Stored entries:
————————

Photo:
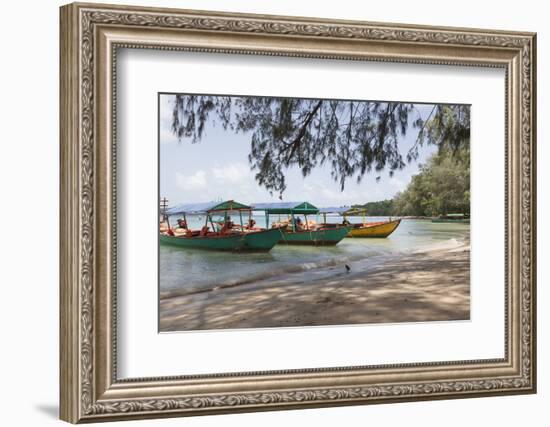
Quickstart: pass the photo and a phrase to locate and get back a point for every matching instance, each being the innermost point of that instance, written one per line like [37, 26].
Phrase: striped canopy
[201, 208]
[286, 208]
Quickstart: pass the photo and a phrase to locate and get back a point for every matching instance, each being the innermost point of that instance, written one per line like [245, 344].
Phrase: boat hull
[324, 237]
[456, 221]
[375, 230]
[259, 241]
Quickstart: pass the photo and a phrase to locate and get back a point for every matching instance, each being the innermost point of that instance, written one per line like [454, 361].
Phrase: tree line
[442, 186]
[352, 138]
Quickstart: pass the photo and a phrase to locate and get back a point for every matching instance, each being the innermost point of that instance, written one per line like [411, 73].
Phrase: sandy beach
[429, 285]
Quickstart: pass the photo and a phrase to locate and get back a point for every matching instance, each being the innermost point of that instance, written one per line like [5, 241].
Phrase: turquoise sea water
[188, 270]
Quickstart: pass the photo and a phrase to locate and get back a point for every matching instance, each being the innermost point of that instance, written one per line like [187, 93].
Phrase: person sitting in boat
[230, 224]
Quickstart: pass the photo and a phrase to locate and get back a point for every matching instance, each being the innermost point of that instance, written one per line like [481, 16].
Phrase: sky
[217, 168]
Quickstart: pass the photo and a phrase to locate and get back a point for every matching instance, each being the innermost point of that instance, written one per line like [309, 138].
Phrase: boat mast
[163, 208]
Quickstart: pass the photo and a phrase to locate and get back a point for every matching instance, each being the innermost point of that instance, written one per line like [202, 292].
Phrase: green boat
[454, 218]
[295, 234]
[227, 238]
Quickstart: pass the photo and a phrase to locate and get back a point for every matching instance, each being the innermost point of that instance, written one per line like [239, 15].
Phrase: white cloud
[197, 181]
[233, 173]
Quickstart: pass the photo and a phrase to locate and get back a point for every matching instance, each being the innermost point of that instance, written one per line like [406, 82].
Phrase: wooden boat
[295, 234]
[455, 218]
[236, 239]
[378, 229]
[374, 229]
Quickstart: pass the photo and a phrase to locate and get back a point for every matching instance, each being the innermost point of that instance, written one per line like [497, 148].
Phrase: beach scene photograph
[298, 212]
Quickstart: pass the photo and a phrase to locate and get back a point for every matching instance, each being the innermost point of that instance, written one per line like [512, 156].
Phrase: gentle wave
[264, 275]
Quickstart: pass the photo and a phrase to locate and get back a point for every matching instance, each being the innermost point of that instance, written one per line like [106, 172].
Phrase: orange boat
[378, 229]
[374, 229]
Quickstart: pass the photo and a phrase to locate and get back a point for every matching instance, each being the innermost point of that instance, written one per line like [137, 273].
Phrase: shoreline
[432, 284]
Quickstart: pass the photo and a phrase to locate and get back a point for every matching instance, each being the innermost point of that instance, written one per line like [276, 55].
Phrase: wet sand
[426, 286]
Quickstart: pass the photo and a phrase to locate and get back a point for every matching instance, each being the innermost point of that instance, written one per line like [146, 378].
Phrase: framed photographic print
[265, 212]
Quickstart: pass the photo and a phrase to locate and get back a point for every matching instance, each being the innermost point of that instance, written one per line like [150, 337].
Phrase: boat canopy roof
[207, 207]
[345, 210]
[341, 210]
[304, 208]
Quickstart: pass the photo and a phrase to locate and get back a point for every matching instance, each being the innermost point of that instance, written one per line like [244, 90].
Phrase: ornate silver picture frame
[90, 388]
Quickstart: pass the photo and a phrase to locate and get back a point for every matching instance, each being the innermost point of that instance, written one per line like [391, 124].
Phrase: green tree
[353, 137]
[442, 186]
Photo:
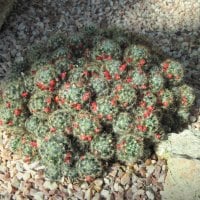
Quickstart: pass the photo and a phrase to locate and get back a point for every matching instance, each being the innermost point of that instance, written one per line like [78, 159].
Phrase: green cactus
[129, 149]
[138, 78]
[173, 71]
[102, 146]
[104, 108]
[124, 94]
[73, 96]
[60, 122]
[89, 167]
[56, 150]
[46, 78]
[124, 123]
[106, 50]
[41, 104]
[86, 126]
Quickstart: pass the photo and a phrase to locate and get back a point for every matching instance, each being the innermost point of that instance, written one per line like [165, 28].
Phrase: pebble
[125, 180]
[150, 195]
[50, 185]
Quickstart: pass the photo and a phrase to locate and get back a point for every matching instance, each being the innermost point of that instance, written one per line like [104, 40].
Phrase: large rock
[182, 152]
[185, 144]
[5, 8]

————————

WHAT YOU SHOULD DO:
Put all of the data above into a numbered list with one line per item, skipping any blank lines. Leave the pictures out of your answer.

SOLVED PROBLEM:
1. Photo:
2. Quickstart: pass the photo and a phrase to locate and get back a point for every matching instance, each being the innermost point of that instance, written one per line like [37, 26].
3. Phrase: striped canopy
4. [201, 208]
5. [286, 208]
6. Quickstart: pass the photo and a phrase to locate and get back a point for every matching instance, each being the innermost point of that instance, written one per line like [245, 344].
7. Phrase: boat hull
8. [324, 237]
9. [456, 221]
10. [375, 230]
11. [259, 241]
12. Quickstart: pass the photo and a phrase to locate and get back a point for every matching instance, each being the innermost point of that instance, written one per line like [454, 361].
13. Phrase: tree line
14. [442, 186]
15. [352, 138]
16. Quickstart: pass the photo and a phrase to locate and get back a point for every matching instance, each being the innermost point of that instance, written one per line like [411, 73].
17. Phrase: sandy beach
18. [429, 285]
19. Quickstart: pass the photo and a phrase to locate and get back a point for every matching instance, each being the innermost point of that instance, written one per line like [5, 241].
20. Phrase: turquoise sea water
21. [188, 270]
22. Quickstart: pass the photo and a phrase to locate and get back a point for every matching instance, each being the innermost point of that instance, written one per line like [187, 93].
23. Phrase: person sitting in boat
24. [230, 224]
25. Quickstart: pass the photo and a phrase to locate and get back a point for every matching instance, each being the innermost point of that instance, written one per line like [481, 16].
26. Phrase: sky
27. [217, 168]
28. Quickstart: pass the photo and a phrase to locate and get back a point for every matching instance, each being the innermost point of that instance, written one per line like [309, 138].
29. Phrase: boat mast
30. [163, 208]
31. Quickstart: pass the photo and a phrase to locate and get back a point for every matching instance, each being the innermost point of that instance, written one per line like [202, 292].
32. Phrase: green boat
33. [454, 218]
34. [295, 234]
35. [227, 238]
36. Quickstart: pass the photo and a phrase to locate and get back a point for every matching instance, each being the innermost point of that instance, written one per line like [239, 15].
37. Phrase: white cloud
38. [197, 181]
39. [233, 173]
40. Quickstart: pass the photo and a phrase to locate and get back a point for every matching instance, each being the innermost point of that instance, written one per line like [406, 82].
41. Phrase: wooden boat
42. [295, 234]
43. [455, 218]
44. [236, 239]
45. [378, 229]
46. [374, 229]
47. Quickstart: pass the photo and a phrase to locate and get back a point for every matching instance, each being the innermost point of that instance, written one per line like [497, 148].
48. Phrase: beach scene photograph
49. [298, 212]
50. Quickstart: pass the photo and a phrase to locate and get back a point for every matching instance, each being the innermost point of that instance, written one per line like [512, 156].
51. Phrase: gentle wave
52. [264, 275]
53. Quickstart: pass the photo and a phrase to locate and get back a point for every matching instance, each being the innermost point of that instance, written one per line like [106, 172].
54. Phrase: orange boat
55. [378, 229]
56. [374, 229]
57. Quickstart: pass the photo and a phrase to locate and get back a point for every matching instance, each being the innermost point of that instance, written one per line like [137, 273].
58. Phrase: shoreline
59. [432, 284]
60. Quickstart: pass the photo and a phrase to locate and get back a point for every matching instance, each being the innermost point of that instance, written one per line like [276, 55].
61. Phrase: wet sand
62. [426, 286]
63. Quickstart: pass the photo and a phrase to locate and get back a point for every matching instance, each being the innermost point of that instance, written one per line like [146, 378].
64. Phrase: framed photographic print
65. [265, 212]
66. Quickstart: pass the photo and a phrase to locate and get back a point for every matching instance, each being the innermost point of that instance, written one per line like [150, 337].
67. Phrase: boat canopy roof
68. [207, 207]
69. [345, 210]
70. [341, 210]
71. [304, 208]
72. Quickstart: pass the photo and a phrase to locate and get back a point for every matching instance, each being the innermost point of that instance, written one per line like [244, 90].
73. Phrase: ornate silver picture frame
74. [90, 388]
75. Quickstart: pass the photo and a phrase to locate and get back a point for every matching instance, each being the innermost point of that instance, written one per line like [391, 124].
76. Phrase: green tree
77. [353, 137]
78. [442, 186]
79. Photo:
80. Quickstart: pass the photo and a phrase to locate and get back a point for every matching instance, each being the innermost point of that instance, written one per line like [78, 159].
81. Phrase: green cactus
82. [129, 149]
83. [138, 78]
84. [173, 71]
85. [102, 146]
86. [104, 108]
87. [124, 94]
88. [73, 96]
89. [60, 122]
90. [89, 167]
91. [56, 150]
92. [46, 78]
93. [124, 123]
94. [106, 50]
95. [41, 104]
96. [86, 126]
97. Quickstart: pass the photo and a phrase to locate and get back a point for every matching instance, each being the innermost point of that instance, written one per line like [165, 28].
98. Phrase: pebble
99. [125, 180]
100. [150, 195]
101. [50, 185]
102. Quickstart: pass the photo and a phrase to locate and get back a point for every matching instance, each being the innermost point of that instance, written one per line like [104, 40].
103. Phrase: large rock
104. [182, 152]
105. [185, 144]
106. [5, 8]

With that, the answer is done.